Directions:
Only one stretch of the data below is wanted: the lines from the one with "# pick out one point per instance of the light" through the one with "pixel 31 169", repeated exactly.

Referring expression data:
^^^^^^^^

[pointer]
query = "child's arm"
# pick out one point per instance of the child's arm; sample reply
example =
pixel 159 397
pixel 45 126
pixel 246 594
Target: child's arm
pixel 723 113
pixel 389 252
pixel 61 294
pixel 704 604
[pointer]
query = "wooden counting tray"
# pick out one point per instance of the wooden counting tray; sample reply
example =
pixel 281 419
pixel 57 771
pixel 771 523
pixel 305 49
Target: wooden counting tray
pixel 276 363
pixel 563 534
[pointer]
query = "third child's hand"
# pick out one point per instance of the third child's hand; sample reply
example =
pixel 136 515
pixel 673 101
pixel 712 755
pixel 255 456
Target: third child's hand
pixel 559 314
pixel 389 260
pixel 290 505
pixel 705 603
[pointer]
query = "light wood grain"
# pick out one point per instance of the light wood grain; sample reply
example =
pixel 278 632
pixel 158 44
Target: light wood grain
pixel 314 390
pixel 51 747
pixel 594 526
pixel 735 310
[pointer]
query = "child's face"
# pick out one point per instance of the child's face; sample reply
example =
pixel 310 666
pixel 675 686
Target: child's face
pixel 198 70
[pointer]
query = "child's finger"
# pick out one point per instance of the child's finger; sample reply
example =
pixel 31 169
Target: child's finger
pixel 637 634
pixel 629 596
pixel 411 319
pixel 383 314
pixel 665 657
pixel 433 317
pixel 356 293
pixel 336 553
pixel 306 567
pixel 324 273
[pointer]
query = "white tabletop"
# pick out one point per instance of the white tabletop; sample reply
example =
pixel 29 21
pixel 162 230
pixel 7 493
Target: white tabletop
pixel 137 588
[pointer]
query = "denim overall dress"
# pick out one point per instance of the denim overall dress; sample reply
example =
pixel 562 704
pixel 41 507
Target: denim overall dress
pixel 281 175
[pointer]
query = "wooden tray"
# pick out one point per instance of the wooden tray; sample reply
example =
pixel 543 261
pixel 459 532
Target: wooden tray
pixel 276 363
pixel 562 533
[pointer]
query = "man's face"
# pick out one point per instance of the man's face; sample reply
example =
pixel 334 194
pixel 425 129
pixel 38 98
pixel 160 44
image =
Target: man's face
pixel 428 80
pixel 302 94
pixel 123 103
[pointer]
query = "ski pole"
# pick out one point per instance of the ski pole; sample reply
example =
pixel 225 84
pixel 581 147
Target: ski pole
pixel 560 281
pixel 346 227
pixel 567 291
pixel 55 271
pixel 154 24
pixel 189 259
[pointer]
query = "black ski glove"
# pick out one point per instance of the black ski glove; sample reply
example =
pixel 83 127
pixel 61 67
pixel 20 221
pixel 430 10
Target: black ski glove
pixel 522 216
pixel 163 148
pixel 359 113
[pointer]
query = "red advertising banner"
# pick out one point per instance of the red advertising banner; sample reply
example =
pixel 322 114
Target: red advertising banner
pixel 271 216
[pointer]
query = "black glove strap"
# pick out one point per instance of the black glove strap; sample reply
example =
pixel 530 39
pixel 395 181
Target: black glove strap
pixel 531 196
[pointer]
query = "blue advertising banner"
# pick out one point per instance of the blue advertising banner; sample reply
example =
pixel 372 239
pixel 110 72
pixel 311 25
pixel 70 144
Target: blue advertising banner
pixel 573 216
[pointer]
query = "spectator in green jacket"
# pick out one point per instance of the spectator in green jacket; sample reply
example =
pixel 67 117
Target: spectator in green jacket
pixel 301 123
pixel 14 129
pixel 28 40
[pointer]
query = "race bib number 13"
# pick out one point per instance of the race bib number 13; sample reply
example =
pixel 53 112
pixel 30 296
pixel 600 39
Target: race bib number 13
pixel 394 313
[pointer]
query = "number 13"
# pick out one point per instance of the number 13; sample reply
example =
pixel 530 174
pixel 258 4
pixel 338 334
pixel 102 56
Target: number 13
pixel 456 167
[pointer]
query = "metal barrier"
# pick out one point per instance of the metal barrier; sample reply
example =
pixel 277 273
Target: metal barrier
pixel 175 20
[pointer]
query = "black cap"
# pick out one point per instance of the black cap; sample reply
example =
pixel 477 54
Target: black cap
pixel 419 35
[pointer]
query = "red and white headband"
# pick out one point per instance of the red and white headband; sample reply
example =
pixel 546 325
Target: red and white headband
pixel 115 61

^^^^^^^^

Answer area:
# pick out one point per instance of the light wood grain; sample reply
example =
pixel 278 632
pixel 158 44
Target: light wood grain
pixel 314 390
pixel 51 747
pixel 594 526
pixel 735 310
[pointer]
query = "child's face"
# pick out one point per instance of the child's face; sample reply
example =
pixel 310 666
pixel 675 686
Target: child's face
pixel 198 70
[pointer]
query = "child's finger"
# pick out one point per instance of the child's finger; sample reply
example =
pixel 31 169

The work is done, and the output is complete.